__TO DO__: In the budget article below, on what date is the minister's speech to take place?

__DOCUMENT SECTION__:
--

By Tendani Mantshimuli, Liberty Economist
The most pertinent question from the ordinary South African is, will the minister increase our taxes? The fear of the increase in tax is justified if one looks at the limited options that government has with the low economic output and resultant low revenue.
Though not a popular option, and politically charged, the plain fact is government might need to increase VAT. Consumer confidence and household incomes are at historic low levels so this would not help consumer spending. Consumption expenditure is a substantial contributor to GDP, so it matters.
Personal income tax thresholds in South Africa are at the high end with the tax base being quite small. This will have shrunk even further with retrenchments and salary cuts that have been implemented to keep companies going.
Options other than tax
Squeezing the tax base further is something that should be a last resort. Perhaps one avenue the minister needs to look at other than reducing government expenditure is to reduce the drain from the system through corruption and wastage by government departments.
Higher tax rates will bolster revenue which government needs to finance the necessary expenditure without incurring debt, as well as servicing existing debt. On the other hand, if both corporate and personal tax go up, it means that corporates will spend less on necessary investment, and for at risk businesses it would lead to them cutting back on their labour force. It also puts pressure on consumer's disposable income and spending. VAT is a regressive tax, so the lower income and vulnerable households will be more negatively impacted through items that are not zero rated.
There are some positives consumers can expect:
There won't be much to look forward to in terms of tax relief, the best news would be that there's no increase for high income earners. There will be some relief for low-income earners through the normal bracket creep compensation.
We would normally expect some tax incentive on savings, it would be great to see that because the country needs all the savings, we can muster.
Most importantly, disciplined fiscal policy and execution on the restructuring of the economy will benefit households by stimulating growth and creating jobs and security.
Broadly speaking we always talk about the budget taking place against a backdrop of tough economic conditions; none of us can recall when last these words were so apt. This all takes place when the global economy is forecast to have shrunk by -3,5 % in 2020. It is projected to grow by 5,5% in 2021. The South African economy on the other hand will shrink by -7,1% in 2020 and recover to 3,6% during 2021. While the growth rate is good news the output level is likely not to be at the same level as that of 2019, which means that its simply base effects coming into play. Both the government and the private sector have not spent as much on investment as they did in 2019, this because of low confidence and disruptions to the normal business cycle as a result of Covid-19 related lockdowns.
Dealing with debt
During the 2020 budget, Government debt levels were projected to come down steadily over time. We now know that this will not be the case. The minister is more likely to announce even higher debt levels than was even projected during the special budget in October last year. With high debt levels comes higher debt servicing costs which further reduces revenue that could be spent elsewhere.
Bringing balance to the economy
The minister's speech on the 24th of February will hopefully bring some clarity to what steps the government plans on taking to address the key issues facing the economy.
The balance that the government will be forced to strike against this is to reduce expenditure; and this will include proposals to reduce the government's wage bill. This has never proved easy to implement in practice, the October proposals to lower the salary bill must still be implemented. As mentioned earlier this type of medicine is far from popular.

--

__INFORMATION GIVEN__:

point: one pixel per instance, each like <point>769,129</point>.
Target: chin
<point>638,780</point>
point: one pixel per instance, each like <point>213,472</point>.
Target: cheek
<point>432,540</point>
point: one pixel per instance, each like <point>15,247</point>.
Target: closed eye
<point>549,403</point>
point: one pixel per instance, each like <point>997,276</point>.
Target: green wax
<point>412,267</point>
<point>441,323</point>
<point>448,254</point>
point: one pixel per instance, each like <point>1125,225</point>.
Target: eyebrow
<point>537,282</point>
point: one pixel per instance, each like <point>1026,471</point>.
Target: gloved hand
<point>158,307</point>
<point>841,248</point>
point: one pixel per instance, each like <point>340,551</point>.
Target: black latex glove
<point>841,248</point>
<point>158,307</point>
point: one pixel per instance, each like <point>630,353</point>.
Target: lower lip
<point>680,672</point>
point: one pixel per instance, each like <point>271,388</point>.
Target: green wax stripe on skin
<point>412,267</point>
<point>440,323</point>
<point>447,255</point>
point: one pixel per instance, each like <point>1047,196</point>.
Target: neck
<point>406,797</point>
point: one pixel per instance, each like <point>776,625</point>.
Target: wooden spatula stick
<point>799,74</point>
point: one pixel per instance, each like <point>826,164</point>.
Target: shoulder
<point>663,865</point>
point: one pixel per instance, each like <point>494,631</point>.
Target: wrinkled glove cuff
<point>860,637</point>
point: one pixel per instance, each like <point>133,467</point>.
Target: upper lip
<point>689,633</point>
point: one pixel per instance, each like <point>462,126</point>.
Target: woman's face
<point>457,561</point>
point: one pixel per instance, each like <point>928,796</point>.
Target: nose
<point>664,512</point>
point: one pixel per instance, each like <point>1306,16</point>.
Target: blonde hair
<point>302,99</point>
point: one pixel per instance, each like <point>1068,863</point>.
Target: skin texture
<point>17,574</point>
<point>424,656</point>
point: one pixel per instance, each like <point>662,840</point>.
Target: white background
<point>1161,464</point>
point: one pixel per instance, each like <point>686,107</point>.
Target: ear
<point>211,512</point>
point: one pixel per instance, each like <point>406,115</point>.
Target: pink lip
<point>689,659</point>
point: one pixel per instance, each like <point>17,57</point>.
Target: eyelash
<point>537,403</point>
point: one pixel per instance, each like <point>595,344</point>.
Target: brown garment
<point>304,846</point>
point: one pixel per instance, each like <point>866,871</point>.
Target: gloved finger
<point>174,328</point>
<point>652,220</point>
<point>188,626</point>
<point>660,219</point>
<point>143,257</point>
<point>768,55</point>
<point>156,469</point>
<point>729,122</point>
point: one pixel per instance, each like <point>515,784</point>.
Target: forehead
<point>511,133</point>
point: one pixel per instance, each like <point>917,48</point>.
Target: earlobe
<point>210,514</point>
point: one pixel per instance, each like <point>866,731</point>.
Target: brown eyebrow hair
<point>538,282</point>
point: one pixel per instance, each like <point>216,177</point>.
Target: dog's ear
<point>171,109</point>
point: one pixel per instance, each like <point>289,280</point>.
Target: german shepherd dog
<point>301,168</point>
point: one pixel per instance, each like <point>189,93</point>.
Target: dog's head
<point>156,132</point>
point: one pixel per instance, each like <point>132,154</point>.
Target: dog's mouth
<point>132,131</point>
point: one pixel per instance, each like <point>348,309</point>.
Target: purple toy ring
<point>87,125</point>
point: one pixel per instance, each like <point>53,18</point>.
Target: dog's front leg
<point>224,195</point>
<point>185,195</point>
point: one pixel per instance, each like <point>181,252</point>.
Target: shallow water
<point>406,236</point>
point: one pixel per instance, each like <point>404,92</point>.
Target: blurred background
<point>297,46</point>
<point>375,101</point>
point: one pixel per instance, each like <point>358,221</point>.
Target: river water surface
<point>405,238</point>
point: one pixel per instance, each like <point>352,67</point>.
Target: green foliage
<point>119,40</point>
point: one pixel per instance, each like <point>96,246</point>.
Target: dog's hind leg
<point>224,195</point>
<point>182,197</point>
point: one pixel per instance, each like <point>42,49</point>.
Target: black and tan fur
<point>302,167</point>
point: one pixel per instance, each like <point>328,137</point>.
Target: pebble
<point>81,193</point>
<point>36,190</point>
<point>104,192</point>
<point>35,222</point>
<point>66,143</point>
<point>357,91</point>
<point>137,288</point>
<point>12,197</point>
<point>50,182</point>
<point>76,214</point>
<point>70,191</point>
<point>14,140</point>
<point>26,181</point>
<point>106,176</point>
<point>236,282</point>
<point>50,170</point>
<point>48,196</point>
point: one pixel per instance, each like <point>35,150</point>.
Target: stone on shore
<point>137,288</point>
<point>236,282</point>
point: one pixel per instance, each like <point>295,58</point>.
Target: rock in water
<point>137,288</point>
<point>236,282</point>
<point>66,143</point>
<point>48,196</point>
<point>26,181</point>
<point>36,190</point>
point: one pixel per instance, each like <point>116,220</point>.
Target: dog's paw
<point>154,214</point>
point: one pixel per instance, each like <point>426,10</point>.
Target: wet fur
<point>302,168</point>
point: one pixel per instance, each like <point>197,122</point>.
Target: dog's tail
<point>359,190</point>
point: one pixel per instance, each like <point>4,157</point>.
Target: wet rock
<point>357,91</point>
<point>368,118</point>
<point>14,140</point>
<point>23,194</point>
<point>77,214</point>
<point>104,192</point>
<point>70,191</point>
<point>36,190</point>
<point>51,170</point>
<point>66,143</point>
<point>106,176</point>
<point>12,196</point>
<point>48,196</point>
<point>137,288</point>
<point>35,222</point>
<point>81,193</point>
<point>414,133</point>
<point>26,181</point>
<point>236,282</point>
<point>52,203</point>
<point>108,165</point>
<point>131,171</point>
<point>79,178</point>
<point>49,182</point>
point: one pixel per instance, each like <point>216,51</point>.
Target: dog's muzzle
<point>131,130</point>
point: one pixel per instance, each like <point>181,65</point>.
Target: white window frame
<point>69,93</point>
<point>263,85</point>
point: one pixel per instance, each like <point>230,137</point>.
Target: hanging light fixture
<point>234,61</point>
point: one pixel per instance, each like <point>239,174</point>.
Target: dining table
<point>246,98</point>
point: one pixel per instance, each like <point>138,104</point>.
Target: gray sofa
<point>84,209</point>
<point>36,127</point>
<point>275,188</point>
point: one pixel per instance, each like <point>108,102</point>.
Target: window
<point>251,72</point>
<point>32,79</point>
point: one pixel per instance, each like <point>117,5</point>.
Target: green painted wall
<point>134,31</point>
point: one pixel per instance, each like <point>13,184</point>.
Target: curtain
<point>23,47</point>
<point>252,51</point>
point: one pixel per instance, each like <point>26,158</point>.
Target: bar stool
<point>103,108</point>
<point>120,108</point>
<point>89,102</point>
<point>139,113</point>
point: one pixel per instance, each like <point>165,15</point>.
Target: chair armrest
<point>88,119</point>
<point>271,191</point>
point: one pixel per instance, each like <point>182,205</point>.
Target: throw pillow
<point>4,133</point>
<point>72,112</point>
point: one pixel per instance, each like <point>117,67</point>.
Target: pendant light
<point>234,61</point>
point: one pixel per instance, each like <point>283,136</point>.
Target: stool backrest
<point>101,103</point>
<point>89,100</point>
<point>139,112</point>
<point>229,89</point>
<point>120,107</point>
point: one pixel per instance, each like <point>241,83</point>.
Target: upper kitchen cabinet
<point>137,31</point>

--

__TASK SOLUTION__: The 24th of February.